◆ Record extracts ◆
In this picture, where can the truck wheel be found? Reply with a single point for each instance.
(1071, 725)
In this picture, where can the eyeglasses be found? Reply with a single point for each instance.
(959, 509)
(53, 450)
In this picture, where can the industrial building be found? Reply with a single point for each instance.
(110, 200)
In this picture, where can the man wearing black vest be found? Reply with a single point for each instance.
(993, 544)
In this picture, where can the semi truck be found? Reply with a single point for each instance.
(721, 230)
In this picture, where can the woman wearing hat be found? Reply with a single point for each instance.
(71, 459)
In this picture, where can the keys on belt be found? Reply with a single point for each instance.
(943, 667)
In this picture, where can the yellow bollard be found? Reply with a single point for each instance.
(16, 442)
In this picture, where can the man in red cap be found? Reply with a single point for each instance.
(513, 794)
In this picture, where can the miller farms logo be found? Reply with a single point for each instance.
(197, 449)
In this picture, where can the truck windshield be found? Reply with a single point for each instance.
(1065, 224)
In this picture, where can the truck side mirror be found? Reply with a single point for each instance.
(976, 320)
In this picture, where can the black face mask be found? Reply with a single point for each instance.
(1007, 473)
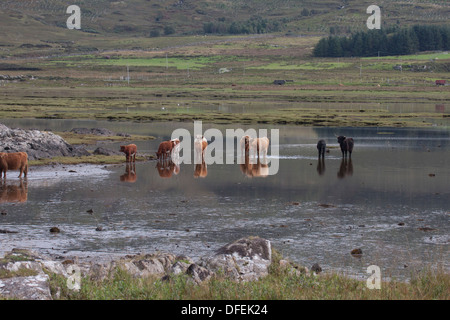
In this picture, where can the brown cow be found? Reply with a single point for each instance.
(245, 144)
(164, 149)
(259, 146)
(14, 161)
(254, 170)
(130, 152)
(201, 170)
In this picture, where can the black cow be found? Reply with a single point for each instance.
(321, 146)
(346, 146)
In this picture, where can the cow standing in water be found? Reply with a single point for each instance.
(165, 150)
(346, 146)
(130, 152)
(321, 146)
(14, 161)
(259, 146)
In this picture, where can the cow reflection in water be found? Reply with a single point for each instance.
(258, 169)
(346, 168)
(13, 193)
(201, 169)
(130, 173)
(166, 168)
(321, 166)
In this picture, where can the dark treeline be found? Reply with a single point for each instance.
(254, 25)
(385, 42)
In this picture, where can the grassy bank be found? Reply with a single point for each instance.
(278, 285)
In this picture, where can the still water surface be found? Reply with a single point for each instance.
(392, 201)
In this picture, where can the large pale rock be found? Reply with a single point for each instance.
(246, 259)
(26, 288)
(37, 144)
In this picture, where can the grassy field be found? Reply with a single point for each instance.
(280, 284)
(205, 81)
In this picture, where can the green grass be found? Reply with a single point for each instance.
(280, 284)
(180, 63)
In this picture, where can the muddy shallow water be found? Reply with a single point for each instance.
(392, 201)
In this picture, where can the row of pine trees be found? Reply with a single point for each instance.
(385, 42)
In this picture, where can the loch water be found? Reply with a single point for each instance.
(392, 200)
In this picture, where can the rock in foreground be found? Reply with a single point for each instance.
(246, 259)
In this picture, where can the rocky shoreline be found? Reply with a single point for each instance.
(24, 273)
(45, 144)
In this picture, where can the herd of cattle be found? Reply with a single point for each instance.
(255, 147)
(169, 149)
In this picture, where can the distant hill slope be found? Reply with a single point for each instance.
(37, 24)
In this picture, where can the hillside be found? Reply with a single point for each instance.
(39, 27)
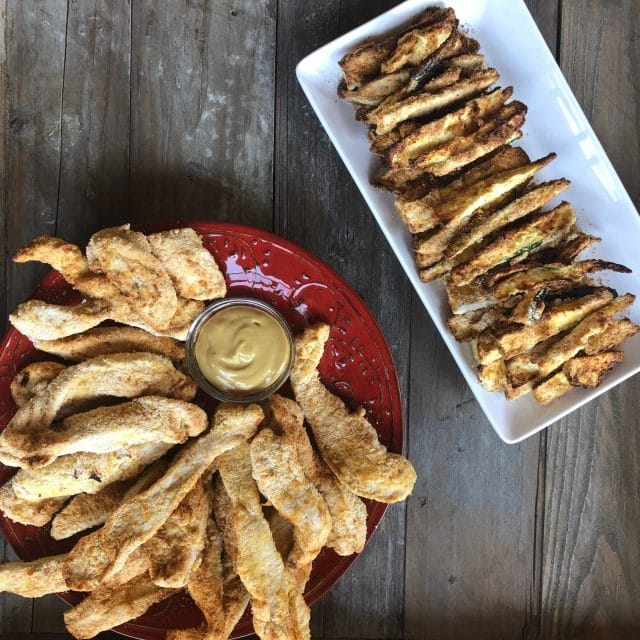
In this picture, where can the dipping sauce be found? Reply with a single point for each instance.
(242, 349)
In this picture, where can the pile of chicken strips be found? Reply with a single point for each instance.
(536, 319)
(232, 506)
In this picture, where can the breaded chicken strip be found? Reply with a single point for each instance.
(103, 340)
(206, 586)
(347, 442)
(348, 512)
(33, 379)
(73, 266)
(123, 375)
(103, 553)
(193, 271)
(87, 510)
(258, 561)
(86, 472)
(107, 429)
(36, 512)
(125, 257)
(33, 579)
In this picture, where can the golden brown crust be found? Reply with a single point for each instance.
(347, 441)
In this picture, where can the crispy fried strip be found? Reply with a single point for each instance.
(258, 561)
(583, 371)
(417, 45)
(502, 128)
(95, 614)
(33, 579)
(588, 371)
(347, 441)
(126, 259)
(550, 275)
(121, 375)
(449, 127)
(104, 552)
(479, 195)
(421, 213)
(365, 60)
(192, 269)
(33, 379)
(86, 511)
(281, 479)
(577, 339)
(520, 338)
(69, 261)
(617, 332)
(372, 93)
(518, 242)
(37, 512)
(111, 428)
(385, 118)
(177, 546)
(104, 340)
(86, 472)
(533, 199)
(206, 587)
(40, 320)
(348, 512)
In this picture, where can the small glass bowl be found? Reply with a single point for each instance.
(192, 363)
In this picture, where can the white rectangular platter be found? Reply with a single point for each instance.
(512, 43)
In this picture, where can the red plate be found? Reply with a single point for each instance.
(357, 365)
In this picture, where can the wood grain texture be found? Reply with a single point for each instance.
(317, 205)
(94, 172)
(202, 110)
(33, 111)
(591, 576)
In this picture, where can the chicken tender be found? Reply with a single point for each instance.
(258, 560)
(99, 613)
(177, 547)
(40, 320)
(33, 379)
(125, 257)
(104, 340)
(123, 375)
(347, 442)
(101, 554)
(348, 512)
(86, 510)
(107, 429)
(86, 472)
(281, 479)
(33, 579)
(36, 512)
(191, 267)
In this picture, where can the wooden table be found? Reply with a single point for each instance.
(127, 111)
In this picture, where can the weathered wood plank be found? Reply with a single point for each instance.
(591, 576)
(32, 108)
(317, 205)
(471, 519)
(202, 110)
(34, 90)
(94, 173)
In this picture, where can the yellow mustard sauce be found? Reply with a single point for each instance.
(242, 349)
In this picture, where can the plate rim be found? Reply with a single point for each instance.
(370, 29)
(202, 227)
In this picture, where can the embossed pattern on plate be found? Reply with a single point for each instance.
(357, 365)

◆ Directions ◆
In the listing above, take the line containing "In this picture, where can the plate" as the start and write out every line through the last one exactly, with nothing added.

◆ Reply to the task ◆
In this picture, where can the plate rim be found? Reply with a single point for each instance.
(370, 29)
(202, 227)
In this picture, where can the embossed pattern on plate be found? Reply with a single point for each instance.
(357, 365)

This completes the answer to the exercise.